> Ações a realizar:
1. Transcreva, sem alterações, tudo o que vai desde "A exoneração de" até "comunicação do Estado." no excerto sobre a exoneração de João Melo.
2. No excerto sobre a exoneração de João Melo, que cargo ocupa Manuel Júnior?
3. Segundo o excerto sobre a exoneração de João Melo, em que é que a saída dele difere de outras baixas nas remodelações do Presidente? Responda com uma a três frases.

> Excerto fornecido:
§
Roteiro (despretensioso) para um ministro da comunicação social

A exoneração de João Melo do cargo de ministro da Comunicação Social é provavelmente a maior baixa na equipa do Presidente João Lourenço desde que assumiu as rédeas do poder.

João Melo esteve na base da estratégia de comunicação do novo poder angolano e era o rosto da nova moralidade. Depois de ter controlado na rectaguarda a campanha eleitoral do candidato do MPLA, marginalizando camaradas, tomou conta da apetecível pasta da comunicação do Estado.

Diferente de outras baixas nas remodelações que o Presidente tem feito na máquina governativa, João Melo é um dirigente bem formado, competente, preparado para o grande desafio no Governo e não se ensaiou muito para começar a aplicar as medidas que já trazia no portfólio.

Comparável ao peso simbólico de João Melo só o Ministro de Estado para a Coordenação Económica, Manuel Júnior, responsável pelas políticas económicas da última década.
§
> Informação:
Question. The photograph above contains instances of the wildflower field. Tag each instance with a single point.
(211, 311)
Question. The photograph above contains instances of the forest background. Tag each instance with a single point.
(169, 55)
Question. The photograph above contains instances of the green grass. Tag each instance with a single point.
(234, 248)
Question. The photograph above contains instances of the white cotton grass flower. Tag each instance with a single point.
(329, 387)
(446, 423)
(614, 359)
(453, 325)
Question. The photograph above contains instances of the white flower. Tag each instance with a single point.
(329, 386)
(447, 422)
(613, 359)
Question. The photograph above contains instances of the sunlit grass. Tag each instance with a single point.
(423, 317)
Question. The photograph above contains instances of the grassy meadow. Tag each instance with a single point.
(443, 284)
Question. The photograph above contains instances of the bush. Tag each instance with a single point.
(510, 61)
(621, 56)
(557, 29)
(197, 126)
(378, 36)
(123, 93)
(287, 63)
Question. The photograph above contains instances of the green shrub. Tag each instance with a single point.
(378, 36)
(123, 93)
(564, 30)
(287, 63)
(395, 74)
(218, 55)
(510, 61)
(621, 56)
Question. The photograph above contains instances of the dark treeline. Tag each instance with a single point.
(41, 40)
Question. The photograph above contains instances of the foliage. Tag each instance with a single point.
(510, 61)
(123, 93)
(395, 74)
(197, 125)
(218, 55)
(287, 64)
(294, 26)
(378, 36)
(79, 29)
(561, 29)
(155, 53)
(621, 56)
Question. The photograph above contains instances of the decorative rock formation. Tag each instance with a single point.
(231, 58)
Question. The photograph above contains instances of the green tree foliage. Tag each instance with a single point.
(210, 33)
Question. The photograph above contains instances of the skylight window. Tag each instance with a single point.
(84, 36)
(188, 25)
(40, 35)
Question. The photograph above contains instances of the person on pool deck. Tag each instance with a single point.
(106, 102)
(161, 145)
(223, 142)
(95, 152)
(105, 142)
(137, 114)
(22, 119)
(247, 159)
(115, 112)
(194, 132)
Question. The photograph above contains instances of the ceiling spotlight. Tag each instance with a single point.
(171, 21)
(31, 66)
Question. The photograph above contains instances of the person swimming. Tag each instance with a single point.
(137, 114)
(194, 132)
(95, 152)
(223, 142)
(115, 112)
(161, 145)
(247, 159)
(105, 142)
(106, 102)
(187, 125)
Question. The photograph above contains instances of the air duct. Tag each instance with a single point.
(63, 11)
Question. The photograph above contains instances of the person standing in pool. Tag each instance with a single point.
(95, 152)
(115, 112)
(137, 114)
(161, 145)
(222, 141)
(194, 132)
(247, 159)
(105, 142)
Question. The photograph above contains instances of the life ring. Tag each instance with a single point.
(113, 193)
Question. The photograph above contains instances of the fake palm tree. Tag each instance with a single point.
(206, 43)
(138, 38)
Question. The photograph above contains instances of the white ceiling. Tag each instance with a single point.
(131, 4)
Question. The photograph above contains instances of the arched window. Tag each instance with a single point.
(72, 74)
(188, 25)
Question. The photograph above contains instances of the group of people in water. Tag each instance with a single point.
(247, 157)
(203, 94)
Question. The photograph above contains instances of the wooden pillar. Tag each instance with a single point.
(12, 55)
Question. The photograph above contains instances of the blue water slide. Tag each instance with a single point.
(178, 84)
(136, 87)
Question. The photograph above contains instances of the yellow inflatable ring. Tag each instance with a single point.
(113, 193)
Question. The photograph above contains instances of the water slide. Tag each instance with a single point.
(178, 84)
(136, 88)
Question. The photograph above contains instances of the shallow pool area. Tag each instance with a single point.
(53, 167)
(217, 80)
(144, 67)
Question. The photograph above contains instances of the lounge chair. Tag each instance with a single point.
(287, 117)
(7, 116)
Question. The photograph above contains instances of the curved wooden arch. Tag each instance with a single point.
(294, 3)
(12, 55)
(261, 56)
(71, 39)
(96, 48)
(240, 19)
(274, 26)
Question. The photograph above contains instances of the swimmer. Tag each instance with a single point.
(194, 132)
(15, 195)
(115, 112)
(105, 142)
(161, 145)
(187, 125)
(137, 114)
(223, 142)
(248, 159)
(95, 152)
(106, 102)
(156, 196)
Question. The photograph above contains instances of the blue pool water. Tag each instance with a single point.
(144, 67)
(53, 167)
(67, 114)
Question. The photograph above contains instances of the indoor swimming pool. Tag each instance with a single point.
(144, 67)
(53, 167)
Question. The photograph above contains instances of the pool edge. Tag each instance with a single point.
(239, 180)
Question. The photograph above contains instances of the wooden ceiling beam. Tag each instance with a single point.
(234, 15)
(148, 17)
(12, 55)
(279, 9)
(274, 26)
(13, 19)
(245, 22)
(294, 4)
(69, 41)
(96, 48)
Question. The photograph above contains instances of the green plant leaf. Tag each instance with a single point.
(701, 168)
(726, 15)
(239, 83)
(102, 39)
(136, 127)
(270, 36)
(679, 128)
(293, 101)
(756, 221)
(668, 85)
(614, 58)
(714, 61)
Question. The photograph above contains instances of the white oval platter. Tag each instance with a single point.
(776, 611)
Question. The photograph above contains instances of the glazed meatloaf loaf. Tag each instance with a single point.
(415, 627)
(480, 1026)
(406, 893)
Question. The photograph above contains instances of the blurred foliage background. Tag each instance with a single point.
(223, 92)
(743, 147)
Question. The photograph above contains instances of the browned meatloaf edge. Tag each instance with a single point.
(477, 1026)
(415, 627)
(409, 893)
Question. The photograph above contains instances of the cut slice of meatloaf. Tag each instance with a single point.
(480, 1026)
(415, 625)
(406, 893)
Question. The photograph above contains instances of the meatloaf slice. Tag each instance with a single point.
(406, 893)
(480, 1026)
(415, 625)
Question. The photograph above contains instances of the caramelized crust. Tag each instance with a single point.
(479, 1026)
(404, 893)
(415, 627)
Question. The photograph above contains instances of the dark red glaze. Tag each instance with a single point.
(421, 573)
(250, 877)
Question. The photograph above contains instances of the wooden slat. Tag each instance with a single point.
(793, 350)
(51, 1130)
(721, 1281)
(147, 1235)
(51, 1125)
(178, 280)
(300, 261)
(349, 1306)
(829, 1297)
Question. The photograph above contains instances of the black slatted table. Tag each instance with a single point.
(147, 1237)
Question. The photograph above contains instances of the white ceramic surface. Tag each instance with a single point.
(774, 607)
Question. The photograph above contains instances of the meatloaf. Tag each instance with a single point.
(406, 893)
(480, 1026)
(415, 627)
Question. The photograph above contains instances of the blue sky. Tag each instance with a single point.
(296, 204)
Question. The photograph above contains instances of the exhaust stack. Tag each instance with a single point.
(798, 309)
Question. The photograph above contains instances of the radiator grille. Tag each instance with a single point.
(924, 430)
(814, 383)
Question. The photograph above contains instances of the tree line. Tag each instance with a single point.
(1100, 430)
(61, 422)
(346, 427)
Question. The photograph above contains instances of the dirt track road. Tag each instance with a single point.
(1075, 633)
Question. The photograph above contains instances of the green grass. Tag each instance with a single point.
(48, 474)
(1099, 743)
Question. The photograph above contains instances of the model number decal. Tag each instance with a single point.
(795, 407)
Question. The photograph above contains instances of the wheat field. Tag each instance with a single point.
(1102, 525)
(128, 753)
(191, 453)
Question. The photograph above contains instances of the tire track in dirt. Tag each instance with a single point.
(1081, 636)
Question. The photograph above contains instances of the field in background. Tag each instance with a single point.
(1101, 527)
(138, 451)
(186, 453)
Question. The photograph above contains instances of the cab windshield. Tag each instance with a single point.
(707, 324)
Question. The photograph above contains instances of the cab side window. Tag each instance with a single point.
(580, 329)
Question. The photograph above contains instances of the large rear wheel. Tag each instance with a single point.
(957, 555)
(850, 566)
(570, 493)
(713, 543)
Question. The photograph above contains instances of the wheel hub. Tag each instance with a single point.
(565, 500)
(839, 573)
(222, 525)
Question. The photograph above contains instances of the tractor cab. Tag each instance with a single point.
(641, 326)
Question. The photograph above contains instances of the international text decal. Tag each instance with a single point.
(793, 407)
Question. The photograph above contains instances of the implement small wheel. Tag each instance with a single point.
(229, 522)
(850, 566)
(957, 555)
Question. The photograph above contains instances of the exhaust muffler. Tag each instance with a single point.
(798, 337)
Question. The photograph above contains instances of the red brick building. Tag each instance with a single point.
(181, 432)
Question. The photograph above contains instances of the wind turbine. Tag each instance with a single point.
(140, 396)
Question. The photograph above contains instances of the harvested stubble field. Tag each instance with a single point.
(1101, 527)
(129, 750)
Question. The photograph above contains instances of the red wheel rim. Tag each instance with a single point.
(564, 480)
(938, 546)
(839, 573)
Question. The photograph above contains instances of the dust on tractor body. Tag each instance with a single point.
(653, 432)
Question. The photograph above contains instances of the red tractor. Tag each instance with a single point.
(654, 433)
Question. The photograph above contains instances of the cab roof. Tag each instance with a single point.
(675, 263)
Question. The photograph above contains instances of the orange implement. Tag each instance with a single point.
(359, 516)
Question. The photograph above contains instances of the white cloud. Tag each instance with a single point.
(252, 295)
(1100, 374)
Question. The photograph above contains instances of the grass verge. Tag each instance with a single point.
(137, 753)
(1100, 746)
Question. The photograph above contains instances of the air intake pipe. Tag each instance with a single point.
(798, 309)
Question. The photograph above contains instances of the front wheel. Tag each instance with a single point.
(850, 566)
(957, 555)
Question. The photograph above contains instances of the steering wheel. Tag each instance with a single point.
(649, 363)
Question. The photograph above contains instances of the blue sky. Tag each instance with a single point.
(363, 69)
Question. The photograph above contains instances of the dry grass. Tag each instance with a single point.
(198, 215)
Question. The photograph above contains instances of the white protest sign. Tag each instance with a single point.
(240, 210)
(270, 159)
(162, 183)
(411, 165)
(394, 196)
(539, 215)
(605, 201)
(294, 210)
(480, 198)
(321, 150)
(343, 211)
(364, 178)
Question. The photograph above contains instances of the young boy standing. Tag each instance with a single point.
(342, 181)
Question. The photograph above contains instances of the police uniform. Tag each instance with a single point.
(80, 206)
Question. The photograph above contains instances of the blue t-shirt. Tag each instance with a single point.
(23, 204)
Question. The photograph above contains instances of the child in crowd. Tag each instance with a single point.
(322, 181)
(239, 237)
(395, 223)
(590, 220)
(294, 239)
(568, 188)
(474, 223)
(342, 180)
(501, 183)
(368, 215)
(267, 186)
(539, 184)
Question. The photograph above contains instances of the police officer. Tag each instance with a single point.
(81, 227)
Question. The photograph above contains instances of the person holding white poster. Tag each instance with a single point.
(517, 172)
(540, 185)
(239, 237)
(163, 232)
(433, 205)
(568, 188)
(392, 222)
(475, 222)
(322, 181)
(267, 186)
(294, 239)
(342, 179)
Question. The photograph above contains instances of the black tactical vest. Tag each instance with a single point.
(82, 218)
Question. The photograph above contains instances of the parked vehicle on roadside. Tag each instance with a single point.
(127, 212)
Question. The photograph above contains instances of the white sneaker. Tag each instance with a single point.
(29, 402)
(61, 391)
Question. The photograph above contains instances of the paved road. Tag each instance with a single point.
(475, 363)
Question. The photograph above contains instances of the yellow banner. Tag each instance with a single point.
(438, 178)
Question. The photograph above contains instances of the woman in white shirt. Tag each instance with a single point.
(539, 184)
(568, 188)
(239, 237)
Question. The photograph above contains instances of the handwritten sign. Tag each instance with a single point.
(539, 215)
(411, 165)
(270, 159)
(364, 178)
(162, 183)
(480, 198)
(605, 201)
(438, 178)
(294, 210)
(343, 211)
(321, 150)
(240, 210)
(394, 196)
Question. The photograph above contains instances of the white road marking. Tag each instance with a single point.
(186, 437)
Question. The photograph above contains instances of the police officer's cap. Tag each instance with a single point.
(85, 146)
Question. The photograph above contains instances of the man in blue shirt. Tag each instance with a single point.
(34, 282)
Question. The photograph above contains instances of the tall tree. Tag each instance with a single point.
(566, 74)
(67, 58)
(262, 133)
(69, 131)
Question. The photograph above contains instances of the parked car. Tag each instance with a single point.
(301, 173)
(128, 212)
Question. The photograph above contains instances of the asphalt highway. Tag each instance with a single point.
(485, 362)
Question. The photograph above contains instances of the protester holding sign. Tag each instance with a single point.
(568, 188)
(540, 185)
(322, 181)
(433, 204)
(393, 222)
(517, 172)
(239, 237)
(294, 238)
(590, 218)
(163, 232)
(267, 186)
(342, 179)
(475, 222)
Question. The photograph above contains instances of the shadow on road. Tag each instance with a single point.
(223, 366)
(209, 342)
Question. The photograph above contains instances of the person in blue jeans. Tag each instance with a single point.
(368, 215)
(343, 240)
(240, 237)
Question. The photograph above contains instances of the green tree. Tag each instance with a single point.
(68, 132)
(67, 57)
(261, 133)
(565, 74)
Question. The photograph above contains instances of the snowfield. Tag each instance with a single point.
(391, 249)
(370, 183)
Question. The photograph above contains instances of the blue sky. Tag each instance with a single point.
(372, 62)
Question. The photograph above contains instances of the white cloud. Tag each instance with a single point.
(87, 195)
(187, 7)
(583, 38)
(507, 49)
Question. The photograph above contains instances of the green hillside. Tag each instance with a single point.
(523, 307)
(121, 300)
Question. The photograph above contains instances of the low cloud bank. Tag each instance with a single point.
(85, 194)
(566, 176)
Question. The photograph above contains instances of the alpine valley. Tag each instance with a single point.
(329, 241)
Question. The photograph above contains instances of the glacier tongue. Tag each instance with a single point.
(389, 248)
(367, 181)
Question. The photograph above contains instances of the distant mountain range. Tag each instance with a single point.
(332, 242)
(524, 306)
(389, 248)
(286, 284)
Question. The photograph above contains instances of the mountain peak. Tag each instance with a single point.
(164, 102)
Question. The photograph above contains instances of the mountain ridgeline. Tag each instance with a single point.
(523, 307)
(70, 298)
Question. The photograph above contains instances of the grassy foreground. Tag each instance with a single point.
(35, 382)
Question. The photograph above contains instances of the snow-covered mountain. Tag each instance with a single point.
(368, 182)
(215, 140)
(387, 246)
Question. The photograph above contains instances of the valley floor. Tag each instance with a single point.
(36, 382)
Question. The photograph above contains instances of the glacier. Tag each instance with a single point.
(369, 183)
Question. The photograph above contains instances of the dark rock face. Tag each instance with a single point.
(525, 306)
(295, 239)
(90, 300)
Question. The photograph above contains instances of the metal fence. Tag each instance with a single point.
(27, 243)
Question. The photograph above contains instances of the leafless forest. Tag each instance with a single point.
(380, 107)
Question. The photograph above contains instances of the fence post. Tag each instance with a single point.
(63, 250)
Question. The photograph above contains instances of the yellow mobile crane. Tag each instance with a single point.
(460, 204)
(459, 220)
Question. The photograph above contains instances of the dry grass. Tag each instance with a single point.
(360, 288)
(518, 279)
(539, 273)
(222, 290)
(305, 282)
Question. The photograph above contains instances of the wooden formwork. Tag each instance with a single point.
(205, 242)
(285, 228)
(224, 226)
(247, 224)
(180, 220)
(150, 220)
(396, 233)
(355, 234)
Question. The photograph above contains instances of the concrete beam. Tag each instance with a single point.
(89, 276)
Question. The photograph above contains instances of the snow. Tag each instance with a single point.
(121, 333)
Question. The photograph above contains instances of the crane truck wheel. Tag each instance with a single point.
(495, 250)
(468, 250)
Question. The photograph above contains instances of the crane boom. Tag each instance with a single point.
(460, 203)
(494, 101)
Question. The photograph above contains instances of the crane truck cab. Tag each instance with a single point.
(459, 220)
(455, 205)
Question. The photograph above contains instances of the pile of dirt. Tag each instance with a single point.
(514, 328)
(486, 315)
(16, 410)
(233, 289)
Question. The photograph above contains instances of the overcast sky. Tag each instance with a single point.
§
> Respostas abaixo:
1.
A exoneração de João Melo do cargo de ministro da Comunicação Social é provavelmente a maior baixa na equipa do Presidente João Lourenço desde que assumiu as rédeas do poder.

João Melo esteve na base da estratégia de comunicação do novo poder angolano e era o rosto da nova moralidade. Depois de ter controlado na rectaguarda a campanha eleitoral do candidato do MPLA, marginalizando camaradas, tomou conta da apetecível pasta da comunicação do Estado.

2. Ministro de Estado para a Coordenação Económica.

3. Ao contrário de outras baixas, João Melo é um dirigente bem formado, competente e preparado para o grande desafio no Governo. Além disso, não se ensaiou muito para começar a aplicar as medidas que já trazia no portfólio.